PROBLEM STATEMENT —
Each entry below should be reproduced character for character.

"""

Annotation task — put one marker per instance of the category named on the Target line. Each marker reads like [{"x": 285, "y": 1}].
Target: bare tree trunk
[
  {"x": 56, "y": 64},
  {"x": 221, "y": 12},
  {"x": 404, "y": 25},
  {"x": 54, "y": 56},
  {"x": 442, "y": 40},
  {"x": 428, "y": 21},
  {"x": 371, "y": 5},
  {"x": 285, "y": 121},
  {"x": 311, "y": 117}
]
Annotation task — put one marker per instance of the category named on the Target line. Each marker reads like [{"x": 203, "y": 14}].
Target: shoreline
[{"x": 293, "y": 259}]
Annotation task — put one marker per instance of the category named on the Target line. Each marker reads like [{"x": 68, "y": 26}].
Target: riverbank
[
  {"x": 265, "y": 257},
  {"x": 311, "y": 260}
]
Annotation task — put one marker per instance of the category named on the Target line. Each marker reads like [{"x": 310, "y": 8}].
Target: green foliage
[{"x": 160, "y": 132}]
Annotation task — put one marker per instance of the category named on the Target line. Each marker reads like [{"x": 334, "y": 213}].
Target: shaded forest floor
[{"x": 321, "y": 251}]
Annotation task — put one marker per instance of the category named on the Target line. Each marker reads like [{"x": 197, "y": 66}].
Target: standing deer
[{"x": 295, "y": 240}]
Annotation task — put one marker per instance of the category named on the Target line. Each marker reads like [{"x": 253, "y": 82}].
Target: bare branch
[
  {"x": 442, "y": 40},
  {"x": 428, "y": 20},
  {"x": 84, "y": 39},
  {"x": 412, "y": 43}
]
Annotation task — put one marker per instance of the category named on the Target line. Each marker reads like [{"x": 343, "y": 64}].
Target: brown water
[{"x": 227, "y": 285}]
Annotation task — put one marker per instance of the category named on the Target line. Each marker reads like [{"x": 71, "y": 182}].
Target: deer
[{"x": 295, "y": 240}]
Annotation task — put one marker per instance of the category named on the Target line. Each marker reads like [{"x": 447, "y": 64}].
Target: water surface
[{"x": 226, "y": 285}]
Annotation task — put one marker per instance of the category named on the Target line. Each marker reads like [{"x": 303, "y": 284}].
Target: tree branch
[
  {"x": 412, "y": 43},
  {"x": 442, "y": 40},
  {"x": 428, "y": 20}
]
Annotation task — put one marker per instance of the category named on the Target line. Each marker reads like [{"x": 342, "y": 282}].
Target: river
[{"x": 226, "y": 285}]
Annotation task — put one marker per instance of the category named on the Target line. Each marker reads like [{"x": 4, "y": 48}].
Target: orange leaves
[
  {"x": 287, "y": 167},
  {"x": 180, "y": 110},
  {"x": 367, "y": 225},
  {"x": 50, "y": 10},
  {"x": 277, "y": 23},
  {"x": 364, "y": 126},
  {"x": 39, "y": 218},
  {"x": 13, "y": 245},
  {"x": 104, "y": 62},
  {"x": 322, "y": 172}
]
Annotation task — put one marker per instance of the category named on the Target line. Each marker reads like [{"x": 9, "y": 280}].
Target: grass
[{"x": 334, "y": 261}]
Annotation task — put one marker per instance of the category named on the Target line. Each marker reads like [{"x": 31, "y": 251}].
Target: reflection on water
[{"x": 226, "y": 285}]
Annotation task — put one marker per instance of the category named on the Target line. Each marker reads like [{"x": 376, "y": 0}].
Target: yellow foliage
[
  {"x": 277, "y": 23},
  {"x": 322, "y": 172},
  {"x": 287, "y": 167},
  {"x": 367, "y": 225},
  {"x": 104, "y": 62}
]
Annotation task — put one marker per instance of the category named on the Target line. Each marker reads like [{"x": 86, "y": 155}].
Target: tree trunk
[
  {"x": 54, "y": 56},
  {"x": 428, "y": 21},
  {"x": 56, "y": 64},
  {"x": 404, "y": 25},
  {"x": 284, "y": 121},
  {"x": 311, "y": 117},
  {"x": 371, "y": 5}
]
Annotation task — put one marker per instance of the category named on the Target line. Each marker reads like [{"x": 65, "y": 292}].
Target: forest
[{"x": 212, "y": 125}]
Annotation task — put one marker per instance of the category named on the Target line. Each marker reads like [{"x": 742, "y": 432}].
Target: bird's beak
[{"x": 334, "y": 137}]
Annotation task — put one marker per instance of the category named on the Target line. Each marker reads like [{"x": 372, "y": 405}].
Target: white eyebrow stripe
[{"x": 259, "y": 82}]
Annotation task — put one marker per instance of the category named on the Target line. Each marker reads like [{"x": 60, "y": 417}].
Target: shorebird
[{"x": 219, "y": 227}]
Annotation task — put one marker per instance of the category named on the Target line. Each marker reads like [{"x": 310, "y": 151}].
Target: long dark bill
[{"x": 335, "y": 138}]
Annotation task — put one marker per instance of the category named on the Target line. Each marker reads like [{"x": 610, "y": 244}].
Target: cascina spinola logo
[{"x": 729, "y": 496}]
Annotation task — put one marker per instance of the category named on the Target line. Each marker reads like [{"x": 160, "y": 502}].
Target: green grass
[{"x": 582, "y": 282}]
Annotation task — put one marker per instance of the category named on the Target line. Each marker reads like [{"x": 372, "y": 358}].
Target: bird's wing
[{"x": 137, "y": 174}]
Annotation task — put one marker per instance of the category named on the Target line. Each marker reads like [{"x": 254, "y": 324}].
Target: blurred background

"""

REPLY TO THE EXERCISE —
Annotation task — put one marker per instance of the category named on the Target line. Each marker reads like [{"x": 285, "y": 1}].
Target: bare tree trunk
[
  {"x": 56, "y": 64},
  {"x": 221, "y": 12},
  {"x": 404, "y": 25},
  {"x": 54, "y": 56},
  {"x": 442, "y": 40},
  {"x": 428, "y": 21},
  {"x": 371, "y": 5},
  {"x": 285, "y": 121},
  {"x": 311, "y": 117}
]
Annotation task — put one marker per instance of the category named on the Target line. Each marker reads like [{"x": 203, "y": 14}].
Target: shoreline
[{"x": 293, "y": 259}]
Annotation task — put one marker per instance of the category named on the Target line. Each marker reads like [{"x": 68, "y": 26}].
Target: riverbank
[
  {"x": 265, "y": 257},
  {"x": 311, "y": 260}
]
Annotation task — put one marker per instance of the category named on the Target line. Each marker reads like [{"x": 310, "y": 8}].
Target: green foliage
[{"x": 160, "y": 132}]
Annotation task — put one marker per instance of the category named on the Target line. Each marker reads like [{"x": 334, "y": 213}].
Target: shaded forest floor
[{"x": 321, "y": 251}]
Annotation task — put one marker per instance of the category named on the Target line. Each marker reads like [{"x": 197, "y": 66}].
Target: standing deer
[{"x": 295, "y": 240}]
Annotation task — put one marker per instance of the category named on the Target line. Each marker reads like [{"x": 253, "y": 82}].
Target: bare branch
[
  {"x": 442, "y": 40},
  {"x": 428, "y": 20},
  {"x": 84, "y": 39},
  {"x": 412, "y": 43}
]
Annotation task — put one marker per instance of the category named on the Target line. Each marker reads like [{"x": 343, "y": 64}].
Target: brown water
[{"x": 227, "y": 285}]
Annotation task — put one marker per instance of the category named on the Target line. Each marker reads like [{"x": 71, "y": 182}].
Target: deer
[{"x": 295, "y": 240}]
Annotation task — put one marker per instance of the category named on the Target line. Each marker reads like [{"x": 447, "y": 64}].
Target: water surface
[{"x": 226, "y": 285}]
Annotation task — put one marker per instance of the category named on the Target line. Each marker reads like [{"x": 303, "y": 284}].
Target: tree branch
[
  {"x": 412, "y": 43},
  {"x": 442, "y": 40},
  {"x": 428, "y": 20}
]
Annotation task — put one marker per instance of the category named on the Target line. Each marker reads like [{"x": 342, "y": 282}].
Target: river
[{"x": 226, "y": 285}]
Annotation task — put one marker per instance of the category named on the Target line. Each marker reads like [{"x": 4, "y": 48}].
Target: orange leaves
[
  {"x": 287, "y": 167},
  {"x": 180, "y": 110},
  {"x": 367, "y": 225},
  {"x": 50, "y": 10},
  {"x": 277, "y": 23},
  {"x": 364, "y": 126},
  {"x": 39, "y": 218},
  {"x": 13, "y": 245},
  {"x": 104, "y": 62},
  {"x": 322, "y": 172}
]
Annotation task — put one marker per instance of the category named on the Target line. Each marker reads like [{"x": 9, "y": 280}].
Target: grass
[{"x": 334, "y": 261}]
Annotation task — put one marker per instance of the category named on the Target line. Each marker reads like [{"x": 31, "y": 251}].
Target: reflection on water
[{"x": 226, "y": 285}]
Annotation task — put one marker per instance of the category named on the Target line. Each marker reads like [{"x": 376, "y": 0}].
Target: yellow foliage
[
  {"x": 277, "y": 23},
  {"x": 322, "y": 172},
  {"x": 287, "y": 167},
  {"x": 367, "y": 225},
  {"x": 104, "y": 62}
]
Annotation task — put one marker per instance of the category named on the Target line. Each marker reads like [{"x": 86, "y": 155}].
Target: tree trunk
[
  {"x": 54, "y": 56},
  {"x": 428, "y": 21},
  {"x": 56, "y": 64},
  {"x": 404, "y": 25},
  {"x": 284, "y": 121},
  {"x": 311, "y": 117},
  {"x": 371, "y": 5}
]
Annotation task — put one marker per instance of the category named on the Target line. Each marker reads like [{"x": 65, "y": 292}].
Target: forest
[{"x": 212, "y": 125}]
Annotation task — put one marker per instance of the category named on the Target line. Each marker reads like [{"x": 742, "y": 432}].
Target: bird's beak
[{"x": 334, "y": 137}]
Annotation task — put one marker per instance of the category named on the Target line. Each marker reads like [{"x": 372, "y": 405}].
Target: white eyebrow stripe
[{"x": 259, "y": 82}]
Annotation task — put one marker per instance of the category named on the Target line. Each marker reads like [{"x": 60, "y": 417}].
Target: shorebird
[{"x": 219, "y": 227}]
Annotation task — put one marker per instance of the category named on the Target line. Each marker reads like [{"x": 310, "y": 151}].
Target: long dark bill
[{"x": 335, "y": 138}]
Annotation task — put one marker per instance of the category named on the Target line. Each marker reads like [{"x": 610, "y": 244}].
Target: cascina spinola logo
[{"x": 729, "y": 496}]
Annotation task — put one marker per instance of the category named on the Target line. Each marker reads like [{"x": 160, "y": 502}].
Target: green grass
[{"x": 582, "y": 282}]
Annotation task — put one marker per instance of the category named on the Target line. Each marker reads like [{"x": 372, "y": 358}].
Target: bird's wing
[{"x": 137, "y": 174}]
Annotation task — put one marker per instance of the category named on the Target line. Each marker reads like [{"x": 254, "y": 324}].
Target: blurred background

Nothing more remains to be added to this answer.